-- start of EXTRACT --

# Lamisil AT Continuous Spray Discountinued



## JJuchems

After driving to the tri-county area Walgreen's stores I was told by a manger check store inventory for my the product is discontinued. Keep an eye out.


----------



## sports_doc

I think the pump spray is still available no?

This is what you were looking for??


----------



## JJuchems

Sorry for the grammar of my first post. It was a late night. 

Shawn the first is what I was look for, the second has been off the market for some time. What I found out is, once again it has been repackaged (I have three bottles now). I have two siblings who work for Walgreen's and another for CVS. Apparently, it has been pulled from some stores, while others are keeping it in stock. I was told they have had issues getting it from their warehouse. Hopefully it stays on the market, Walgreen's is the only local retailer I have have found that carries it.

The packaging now looks like this: http://www.soap.com/p/lamisil-continuous-spray-athletes-foot-47250


----------



## KeroKero

To update this a little bit - I'm in a completely different part of the country and did a quick search and found the same thing. If you're going to drive a good distance use the Walgreens store checker to see if the store is supposed to carry it and call ahead! I called up a couple of stores to check their stocks and two that were supposed to have it going by the site did not have it on their shelves.

-- end of EXTRACT --

# WHAT YOU SHOULD DO
Answer these questions on the thread about the discontinued spray:
1. Which stores did JJuchems drive to?
2. How many bottles does JJuchems report having now?
3. What does KeroKero advise using before driving a good distance?
The listing that comes next is drawn from a separate, unrelated source.

-- start of DATASET CONTENT --

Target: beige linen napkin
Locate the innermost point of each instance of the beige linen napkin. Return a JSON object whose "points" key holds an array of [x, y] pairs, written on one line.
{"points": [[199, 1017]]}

-- end of DATASET CONTENT --

# RESULT
1. The Walgreen's stores in the tri-county area.
2. Three bottles.
3. The Walgreens store checker, and then calling ahead.